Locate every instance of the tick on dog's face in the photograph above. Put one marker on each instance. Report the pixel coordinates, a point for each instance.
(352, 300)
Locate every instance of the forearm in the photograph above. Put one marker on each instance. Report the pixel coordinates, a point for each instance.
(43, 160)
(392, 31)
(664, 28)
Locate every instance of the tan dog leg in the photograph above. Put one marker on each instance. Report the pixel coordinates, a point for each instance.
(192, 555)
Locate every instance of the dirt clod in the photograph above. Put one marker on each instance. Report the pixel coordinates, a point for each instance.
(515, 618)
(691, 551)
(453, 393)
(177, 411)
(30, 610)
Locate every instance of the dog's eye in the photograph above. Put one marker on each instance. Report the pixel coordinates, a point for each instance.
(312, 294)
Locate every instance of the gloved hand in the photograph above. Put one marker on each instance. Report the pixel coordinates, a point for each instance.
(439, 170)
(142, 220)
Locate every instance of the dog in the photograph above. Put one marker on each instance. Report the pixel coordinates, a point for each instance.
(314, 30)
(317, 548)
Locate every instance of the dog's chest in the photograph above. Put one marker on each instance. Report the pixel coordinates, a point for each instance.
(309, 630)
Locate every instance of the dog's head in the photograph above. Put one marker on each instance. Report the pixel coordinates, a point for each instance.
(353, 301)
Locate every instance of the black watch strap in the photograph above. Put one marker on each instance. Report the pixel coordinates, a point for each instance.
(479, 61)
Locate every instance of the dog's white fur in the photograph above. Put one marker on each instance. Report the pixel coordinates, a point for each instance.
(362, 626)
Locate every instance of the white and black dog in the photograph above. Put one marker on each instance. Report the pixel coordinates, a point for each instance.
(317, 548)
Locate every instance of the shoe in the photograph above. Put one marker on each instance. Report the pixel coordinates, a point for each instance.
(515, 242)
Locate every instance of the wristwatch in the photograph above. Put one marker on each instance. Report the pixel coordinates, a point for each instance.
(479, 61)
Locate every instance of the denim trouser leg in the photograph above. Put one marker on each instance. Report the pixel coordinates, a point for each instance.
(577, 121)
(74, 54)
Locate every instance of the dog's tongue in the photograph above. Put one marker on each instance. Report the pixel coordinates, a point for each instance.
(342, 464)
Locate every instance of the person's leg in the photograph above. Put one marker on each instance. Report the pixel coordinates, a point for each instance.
===
Every entry is to be retyped word for word.

RESULT OF THIS TASK –
Locate every instance of the tick on dog's face in the photograph above. Put one marker on each instance. Report the pixel coordinates, a point for each instance.
(352, 300)
Locate every instance of the forearm in the photograph above. Put one marker on each instance. Report the pixel coordinates, a point for each instance.
(43, 160)
(392, 31)
(664, 28)
Locate every instance of the tan dog leg in the photograph above. Put one marker on each instance. Report the pixel coordinates, a point for each instance.
(192, 555)
Locate every instance of the dirt clod in the photograph above. Put one marker on each instance. Report the pixel coordinates, a point for each instance.
(515, 618)
(691, 551)
(453, 393)
(177, 411)
(30, 610)
Locate every instance of the dog's eye in the photograph above. Put one marker on each instance. Report the pixel coordinates, a point for each instance.
(312, 294)
Locate every instance of the gloved hand in the photograph above. Put one marker on each instance. Report the pixel coordinates, a point for each instance.
(439, 170)
(142, 220)
Locate every instance of the dog in the photograph above. Put one marker on each instance. Report the pixel coordinates, a point for each instance.
(314, 30)
(317, 548)
Locate every instance of the dog's chest in the photograph above. Put one marker on each instance. Report the pixel coordinates, a point for each instance.
(309, 630)
Locate every instance of the dog's head in the photograph above. Put one marker on each instance. Report the pixel coordinates, a point for each instance.
(353, 301)
Locate every instance of the black watch strap in the photograph above. Put one marker on each instance. Report the pixel coordinates, a point for each instance.
(479, 61)
Locate every instance of the dog's white fur in the photograph above. Put one marker on each instance. Report the pixel coordinates, a point for each instance.
(362, 626)
Locate every instance of the white and black dog in the photograph above. Put one marker on each instance. Report the pixel coordinates, a point for each instance.
(317, 548)
Locate every instance of the shoe in the photograph above. Put one marker on each instance. Report the pixel coordinates, a point for each instance.
(515, 242)
Locate every instance of the wristwatch in the photograph above. Put one marker on each instance. Report the pixel coordinates, a point for each instance.
(479, 61)
Locate every instance of the denim trouser leg in the photograph above. Put one marker on each instance. Report the pixel coordinates, a point for each instance.
(577, 121)
(74, 54)
Locate every instance of the dog's tongue in the photograph above. Put one marker on each instance. Report the pixel coordinates, a point for each instance.
(342, 464)
Locate every instance of the person's leg in the photograph above. Put one marker on each instance. Report the pixel coordinates, a point for each instance.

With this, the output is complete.